◆ SHORT TASK ◆
Rewrite the entries from the line containing "Target: coniferous forest" through the end of the entries, both ends included, keeping the requests and lowering every answer coordinate by 24. Leave the pictures out of your answer.

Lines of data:
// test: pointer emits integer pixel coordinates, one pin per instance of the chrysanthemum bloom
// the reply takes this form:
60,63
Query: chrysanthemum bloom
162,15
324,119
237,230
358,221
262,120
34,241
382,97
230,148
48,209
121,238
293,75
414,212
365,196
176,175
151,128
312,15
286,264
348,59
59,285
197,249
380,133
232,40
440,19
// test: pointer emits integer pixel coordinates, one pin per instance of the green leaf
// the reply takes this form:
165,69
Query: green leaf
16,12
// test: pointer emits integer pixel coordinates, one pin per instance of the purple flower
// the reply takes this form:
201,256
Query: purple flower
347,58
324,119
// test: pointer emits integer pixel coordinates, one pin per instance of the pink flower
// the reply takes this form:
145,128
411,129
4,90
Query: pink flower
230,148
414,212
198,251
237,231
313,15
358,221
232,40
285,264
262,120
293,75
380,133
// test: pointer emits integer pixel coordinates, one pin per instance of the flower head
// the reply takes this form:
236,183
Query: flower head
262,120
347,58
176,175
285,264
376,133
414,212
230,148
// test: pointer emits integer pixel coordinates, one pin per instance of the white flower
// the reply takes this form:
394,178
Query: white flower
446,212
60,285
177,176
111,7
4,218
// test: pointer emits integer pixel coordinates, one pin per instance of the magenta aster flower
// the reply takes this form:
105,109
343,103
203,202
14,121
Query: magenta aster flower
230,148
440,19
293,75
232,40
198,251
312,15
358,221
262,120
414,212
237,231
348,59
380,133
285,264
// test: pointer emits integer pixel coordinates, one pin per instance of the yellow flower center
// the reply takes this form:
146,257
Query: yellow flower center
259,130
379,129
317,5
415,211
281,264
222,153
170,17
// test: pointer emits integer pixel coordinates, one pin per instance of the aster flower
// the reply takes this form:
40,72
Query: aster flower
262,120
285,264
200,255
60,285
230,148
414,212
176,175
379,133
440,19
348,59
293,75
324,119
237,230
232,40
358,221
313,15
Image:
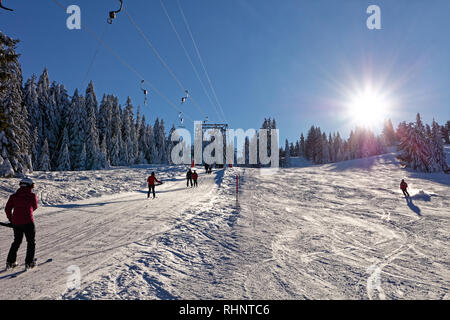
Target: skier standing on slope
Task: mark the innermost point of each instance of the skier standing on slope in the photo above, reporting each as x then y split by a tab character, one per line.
189	177
404	187
151	185
19	211
195	178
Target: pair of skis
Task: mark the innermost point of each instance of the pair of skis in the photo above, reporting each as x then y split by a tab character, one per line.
18	273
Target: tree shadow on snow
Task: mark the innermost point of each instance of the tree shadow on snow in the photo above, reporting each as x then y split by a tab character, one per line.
441	178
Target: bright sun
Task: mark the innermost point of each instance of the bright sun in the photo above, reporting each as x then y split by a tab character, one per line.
368	109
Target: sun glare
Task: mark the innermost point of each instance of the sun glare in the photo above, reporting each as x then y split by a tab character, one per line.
368	109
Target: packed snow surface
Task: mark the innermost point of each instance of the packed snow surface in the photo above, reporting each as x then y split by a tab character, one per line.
337	231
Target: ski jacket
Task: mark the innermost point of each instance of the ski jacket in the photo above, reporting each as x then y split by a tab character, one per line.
151	180
20	207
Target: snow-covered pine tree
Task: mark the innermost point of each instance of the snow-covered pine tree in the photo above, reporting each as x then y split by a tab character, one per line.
142	142
150	138
325	149
49	115
14	126
115	146
389	133
77	126
287	155
44	159
102	158
91	139
161	143
446	132
439	159
63	163
170	145
414	147
302	151
128	132
104	122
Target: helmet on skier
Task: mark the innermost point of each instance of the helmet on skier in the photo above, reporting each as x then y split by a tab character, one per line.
26	182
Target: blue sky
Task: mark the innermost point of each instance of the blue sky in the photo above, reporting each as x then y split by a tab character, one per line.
296	60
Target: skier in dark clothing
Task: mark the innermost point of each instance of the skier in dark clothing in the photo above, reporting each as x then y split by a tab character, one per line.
404	187
195	178
151	185
19	211
189	178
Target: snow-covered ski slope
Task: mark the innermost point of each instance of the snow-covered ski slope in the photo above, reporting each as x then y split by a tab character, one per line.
338	231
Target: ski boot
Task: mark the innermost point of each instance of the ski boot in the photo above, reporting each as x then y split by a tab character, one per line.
11	265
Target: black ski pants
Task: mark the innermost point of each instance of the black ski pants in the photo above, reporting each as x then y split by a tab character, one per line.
151	188
30	234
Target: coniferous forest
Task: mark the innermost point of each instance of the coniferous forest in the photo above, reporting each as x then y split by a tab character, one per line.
43	128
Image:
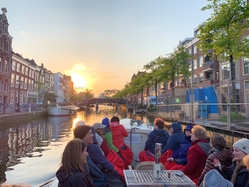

◆ RESPONSE ◆
Target: coniferous forest
Task: mark the innermost point of each instance of the coniferous forest in the photo above, reporting each as x then y split by a tab character, one per line.
19	104
Image:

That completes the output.